**TASK INSTRUCTIONS:**
Copy, from the entries below, each line in which the string "target" appears.

Segment Start: GIVEN RECORDS

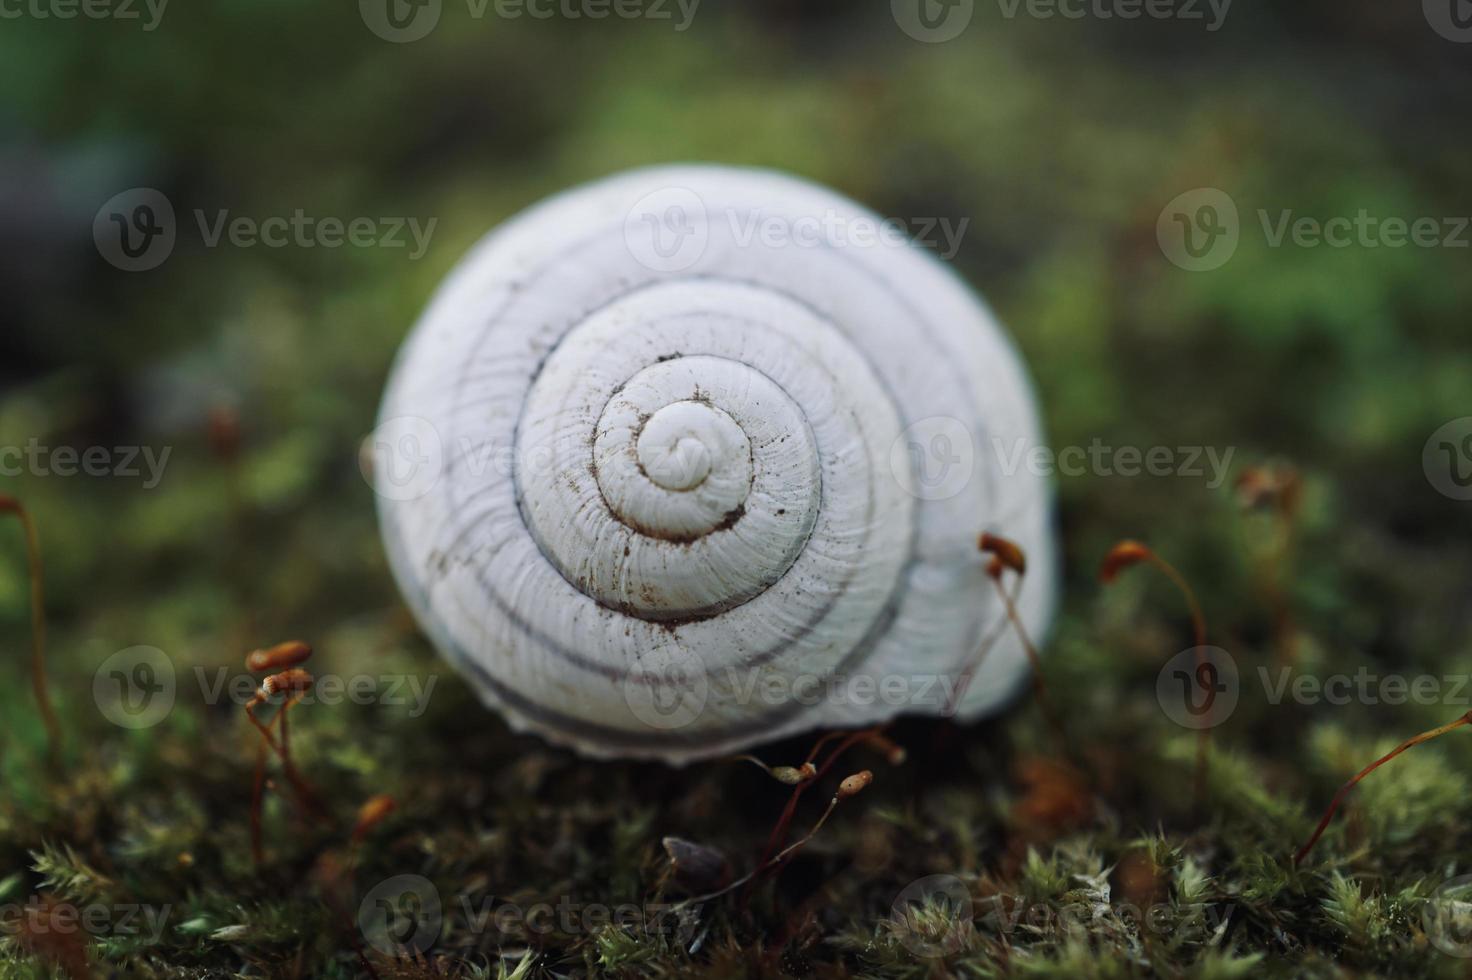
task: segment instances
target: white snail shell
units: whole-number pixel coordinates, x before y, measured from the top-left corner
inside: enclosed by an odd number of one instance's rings
[[[440,288],[373,480],[421,625],[513,727],[681,764],[940,714],[1004,621],[982,530],[1026,550],[1046,628],[1022,366],[879,223],[779,173],[638,170],[512,219]],[[956,714],[1026,671],[1008,631]]]

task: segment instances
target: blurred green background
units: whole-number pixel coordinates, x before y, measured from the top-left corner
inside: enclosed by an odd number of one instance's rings
[[[99,765],[130,799],[166,806],[177,792],[170,770],[148,769],[169,739],[243,736],[223,708],[176,710],[154,731],[110,726],[89,690],[116,650],[233,668],[247,649],[304,636],[343,669],[371,655],[438,671],[404,621],[359,473],[390,359],[495,224],[581,181],[677,160],[781,168],[884,215],[969,219],[952,263],[1016,337],[1055,445],[1230,447],[1234,476],[1291,464],[1305,487],[1287,585],[1301,662],[1466,670],[1472,505],[1437,492],[1422,451],[1472,414],[1472,231],[1457,247],[1274,247],[1259,217],[1472,215],[1472,45],[1419,5],[1239,0],[1208,30],[1204,6],[1205,20],[1070,19],[978,0],[943,43],[908,36],[888,4],[846,0],[704,0],[683,30],[673,6],[669,19],[542,20],[445,0],[411,43],[376,36],[348,3],[179,2],[148,30],[144,7],[138,20],[31,9],[0,21],[0,446],[171,455],[153,488],[25,473],[0,477],[0,492],[41,528],[73,765]],[[165,194],[179,231],[162,265],[130,273],[99,254],[93,220],[135,187]],[[1191,272],[1162,251],[1157,220],[1204,187],[1235,201],[1241,239],[1219,268]],[[437,224],[419,258],[208,247],[195,209]],[[233,465],[211,446],[212,416],[238,419]],[[1101,596],[1094,570],[1121,537],[1177,560],[1213,639],[1244,665],[1268,662],[1268,529],[1240,514],[1230,484],[1064,477],[1058,504],[1067,598],[1049,652],[1055,684],[1079,689],[1062,695],[1071,708],[1118,712],[1146,737],[1155,665],[1185,642],[1169,592],[1131,581]],[[28,580],[10,523],[0,559],[0,850],[22,868],[37,838],[123,833],[134,818],[101,805],[111,816],[90,825],[85,807],[67,816],[85,793],[58,797],[37,774]],[[355,793],[375,780],[404,792],[408,760],[499,730],[441,681],[438,727],[385,709],[304,720],[326,726],[319,765],[362,775]],[[1308,773],[1288,795],[1321,806],[1376,739],[1457,710],[1259,705],[1223,738],[1269,772]],[[1360,741],[1314,742],[1323,724]],[[466,757],[494,772],[502,751]],[[1472,762],[1466,746],[1445,751]],[[395,752],[405,765],[378,773]],[[191,778],[206,795],[208,778]],[[1126,824],[1179,814],[1146,802],[1154,777],[1138,778]],[[1317,812],[1304,807],[1294,819]],[[96,846],[94,861],[116,857]]]

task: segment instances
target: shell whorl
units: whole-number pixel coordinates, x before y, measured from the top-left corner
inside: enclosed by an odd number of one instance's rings
[[[514,726],[680,763],[940,713],[1001,620],[984,528],[1029,550],[1045,626],[1047,489],[999,458],[1038,441],[1015,354],[919,249],[753,231],[810,216],[877,222],[770,172],[618,175],[492,233],[406,344],[373,457],[390,562]],[[932,453],[966,472],[937,487]],[[1005,637],[958,713],[1024,669]]]

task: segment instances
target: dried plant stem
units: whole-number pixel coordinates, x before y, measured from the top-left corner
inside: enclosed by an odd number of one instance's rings
[[[287,782],[291,783],[291,788],[295,791],[298,801],[302,805],[302,808],[318,820],[325,821],[327,819],[327,808],[322,804],[322,801],[318,798],[316,792],[313,791],[311,784],[308,783],[307,780],[301,775],[301,773],[297,771],[296,766],[291,761],[291,755],[287,749],[289,742],[286,728],[286,714],[288,711],[291,710],[292,705],[296,704],[299,700],[301,700],[300,695],[293,697],[291,700],[283,704],[281,706],[280,712],[278,712],[278,717],[281,719],[282,725],[281,742],[277,742],[275,737],[272,736],[271,726],[263,724],[261,720],[256,717],[254,704],[247,704],[245,706],[245,716],[250,719],[250,723],[255,726],[256,731],[261,733],[261,738],[265,740],[266,745],[269,746],[271,751],[276,753],[276,756],[281,760],[281,770],[283,773],[285,773]]]
[[[867,772],[866,773],[862,773],[860,775],[863,777],[863,779],[865,781],[858,786],[858,789],[862,789],[864,786],[868,785],[867,780],[871,776],[871,774],[870,773],[867,773]],[[849,777],[849,779],[858,779],[858,778],[859,778],[859,776],[850,776]],[[847,783],[847,782],[848,782],[848,780],[845,780],[845,783]],[[853,790],[852,792],[857,792],[857,791],[858,790],[856,789],[856,790]],[[852,792],[850,792],[848,795],[852,795]],[[845,791],[844,791],[844,788],[841,787],[839,789],[838,793],[834,794],[833,798],[828,801],[828,808],[823,811],[823,815],[818,818],[818,822],[815,823],[815,824],[813,824],[813,829],[812,830],[809,830],[801,839],[799,839],[797,841],[794,841],[793,843],[789,844],[787,847],[784,847],[782,850],[778,851],[775,855],[772,856],[772,858],[770,860],[763,861],[763,862],[759,863],[745,877],[738,878],[735,881],[731,882],[729,885],[726,885],[724,888],[718,889],[717,891],[713,891],[713,892],[711,892],[711,893],[709,893],[707,895],[698,895],[698,896],[695,896],[694,898],[687,898],[683,902],[679,902],[678,904],[676,904],[675,905],[675,908],[676,909],[681,909],[681,908],[685,908],[685,907],[690,906],[690,905],[700,905],[700,904],[703,904],[705,902],[709,902],[711,899],[720,898],[722,895],[729,895],[731,892],[733,892],[736,889],[740,888],[742,885],[745,885],[748,882],[752,881],[753,879],[755,879],[758,875],[762,874],[763,872],[781,866],[786,861],[788,861],[794,854],[796,854],[798,851],[802,850],[805,846],[807,846],[807,843],[809,841],[811,841],[814,837],[818,836],[818,831],[820,831],[820,830],[823,829],[823,824],[825,824],[825,823],[828,822],[828,818],[833,815],[833,811],[838,808],[838,804],[840,802],[842,802],[844,798],[845,798]]]
[[[769,766],[754,755],[733,755],[730,761],[749,762],[760,769],[762,772],[766,773],[768,776],[771,776],[773,779],[777,780],[777,782],[783,783],[787,786],[796,786],[798,783],[803,782],[804,780],[812,779],[818,773],[818,770],[813,768],[813,764],[811,762],[804,762],[800,767]]]
[[[1292,578],[1294,544],[1297,539],[1298,494],[1285,496],[1278,505],[1281,528],[1278,552],[1273,562],[1273,624],[1278,633],[1278,662],[1292,664],[1298,659],[1298,628],[1293,622],[1293,605],[1288,596]]]
[[[1015,599],[1021,591],[1022,579],[1018,578],[1016,585],[1012,588],[1013,598]],[[941,711],[942,718],[954,718],[956,716],[956,712],[960,710],[961,702],[966,700],[966,691],[971,687],[971,679],[976,676],[976,672],[986,660],[987,654],[991,653],[992,647],[997,645],[997,641],[1002,638],[1002,634],[1006,630],[1007,622],[1003,620],[997,624],[997,627],[991,633],[982,637],[981,643],[977,645],[976,653],[966,661],[966,666],[957,677],[956,689],[951,692],[950,700],[946,702],[945,708]]]
[[[754,755],[733,755],[731,757],[731,761],[732,762],[749,762],[752,765],[756,766],[758,769],[760,769],[762,772],[766,773],[768,776],[770,776],[772,774],[772,767],[769,766],[769,765],[767,765],[765,762],[763,762],[762,760],[758,759]]]
[[[291,712],[288,710],[296,701],[288,701],[281,706],[281,765],[290,770],[291,766]]]
[[[0,494],[0,513],[7,512],[20,521],[26,536],[26,561],[31,573],[31,689],[36,696],[41,721],[46,726],[47,755],[54,767],[61,760],[62,732],[46,684],[46,586],[41,563],[41,539],[36,532],[36,523],[24,505],[14,497]]]
[[[822,779],[823,776],[828,772],[828,770],[833,767],[833,764],[838,761],[839,757],[843,755],[843,753],[847,752],[850,748],[857,745],[858,743],[864,741],[866,738],[869,738],[872,735],[880,734],[884,731],[885,727],[887,726],[876,725],[873,728],[865,728],[862,731],[849,733],[828,732],[826,735],[823,735],[821,738],[819,738],[818,741],[813,745],[812,750],[808,753],[808,757],[803,763],[804,766],[810,766],[813,764],[814,760],[818,757],[819,750],[821,750],[824,745],[828,744],[834,739],[843,739],[843,742],[839,744],[838,748],[834,749],[833,752],[828,756],[828,758],[824,760],[823,764],[817,767],[817,774],[815,776],[813,776],[811,779],[805,779],[802,782],[798,783],[796,786],[792,787],[792,794],[787,798],[787,805],[782,809],[782,815],[777,818],[777,823],[772,827],[772,833],[767,838],[766,847],[763,848],[762,856],[757,861],[757,870],[753,871],[750,875],[743,879],[743,882],[748,883],[748,887],[745,891],[742,892],[741,895],[741,901],[743,904],[751,895],[751,887],[749,883],[754,881],[756,876],[761,874],[762,871],[766,870],[766,868],[771,863],[772,853],[776,851],[777,848],[781,847],[783,842],[786,840],[787,828],[791,825],[792,817],[797,812],[797,803],[798,800],[802,799],[802,794],[807,791],[807,788],[809,786],[812,786],[818,780]]]
[[[1007,594],[1002,587],[1000,577],[994,576],[992,584],[997,587],[997,595],[1002,597],[1002,604],[1007,607],[1007,619],[1012,623],[1012,628],[1017,631],[1018,639],[1022,640],[1022,649],[1027,651],[1028,662],[1032,664],[1032,686],[1033,693],[1038,699],[1038,709],[1042,711],[1043,717],[1047,719],[1048,727],[1053,729],[1053,737],[1058,740],[1058,751],[1067,755],[1068,739],[1063,734],[1063,722],[1058,717],[1057,710],[1053,707],[1053,701],[1048,695],[1048,685],[1043,680],[1043,661],[1038,656],[1037,647],[1032,642],[1032,637],[1027,634],[1027,627],[1022,625],[1022,617],[1017,614],[1017,603],[1013,597]],[[1019,581],[1019,591],[1021,582]]]
[[[250,853],[256,867],[266,863],[266,849],[261,841],[261,809],[266,790],[266,747],[256,746],[256,775],[250,795]]]
[[[1191,588],[1191,583],[1186,581],[1186,576],[1182,575],[1176,566],[1153,552],[1150,555],[1150,563],[1175,583],[1181,595],[1185,596],[1186,606],[1191,611],[1191,632],[1195,636],[1196,645],[1206,646],[1206,617],[1201,613],[1201,603],[1196,600],[1196,592]]]
[[[1273,616],[1273,659],[1281,666],[1297,659],[1298,632],[1288,594],[1298,510],[1303,480],[1291,466],[1254,466],[1237,479],[1237,493],[1245,510],[1268,505],[1273,535],[1263,560],[1262,592]]]
[[[297,795],[302,798],[302,802],[306,804],[312,815],[319,820],[326,821],[327,808],[322,804],[316,791],[312,789],[312,784],[307,782],[306,777],[297,769],[296,763],[291,761],[291,734],[287,727],[288,719],[292,707],[301,699],[302,695],[298,694],[281,706],[281,769],[286,773],[292,789],[296,790]]]
[[[1324,835],[1324,831],[1329,828],[1329,822],[1334,819],[1334,814],[1338,811],[1339,805],[1344,802],[1345,796],[1349,794],[1350,790],[1355,788],[1360,780],[1364,779],[1370,773],[1374,772],[1376,769],[1379,769],[1381,766],[1385,765],[1385,763],[1389,762],[1391,759],[1394,759],[1396,756],[1400,755],[1407,749],[1415,748],[1422,742],[1429,742],[1434,738],[1440,738],[1442,735],[1445,735],[1452,729],[1459,728],[1462,725],[1468,724],[1469,722],[1472,722],[1472,711],[1469,711],[1466,714],[1462,715],[1462,717],[1458,718],[1456,721],[1448,722],[1447,724],[1442,725],[1439,728],[1433,728],[1430,731],[1422,732],[1414,738],[1406,739],[1404,742],[1400,743],[1395,748],[1391,749],[1389,752],[1385,753],[1380,758],[1376,759],[1374,762],[1370,763],[1368,766],[1365,766],[1365,768],[1361,769],[1359,772],[1350,777],[1348,782],[1339,787],[1339,792],[1334,794],[1334,799],[1330,801],[1329,808],[1324,811],[1323,817],[1319,819],[1319,825],[1314,828],[1313,836],[1308,839],[1308,843],[1304,844],[1303,847],[1298,849],[1298,853],[1293,855],[1294,867],[1297,867],[1298,864],[1308,855],[1308,852],[1313,850],[1313,846],[1319,842],[1319,838],[1322,837]]]
[[[1206,617],[1202,615],[1201,603],[1196,599],[1196,592],[1191,588],[1191,583],[1186,581],[1186,576],[1170,562],[1161,558],[1153,552],[1150,562],[1156,568],[1165,573],[1165,576],[1175,583],[1181,595],[1186,597],[1186,605],[1191,610],[1191,632],[1196,641],[1196,676],[1201,676],[1202,669],[1206,666]],[[1215,691],[1207,692],[1207,708],[1210,710],[1211,702],[1216,699]],[[1206,799],[1206,767],[1207,750],[1211,742],[1211,728],[1209,726],[1196,729],[1196,776],[1193,794],[1197,806]]]
[[[1197,676],[1201,676],[1201,671],[1206,667],[1206,617],[1201,612],[1201,603],[1197,601],[1196,592],[1191,588],[1191,583],[1186,581],[1186,577],[1174,565],[1138,541],[1121,541],[1110,550],[1109,555],[1104,559],[1100,578],[1108,584],[1114,581],[1114,577],[1122,569],[1141,561],[1147,561],[1159,569],[1185,597],[1186,606],[1191,612],[1191,632],[1195,640]],[[1206,699],[1206,710],[1209,711],[1212,702],[1216,700],[1216,692],[1207,691]],[[1193,792],[1198,808],[1206,799],[1207,748],[1210,739],[1210,726],[1196,730],[1196,775]]]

Segment End: GIVEN RECORDS

**RESPONSE FOR THIS EXERCISE:**
target: white snail shell
target: blurred green background
target: shell whorl
target: dried plant stem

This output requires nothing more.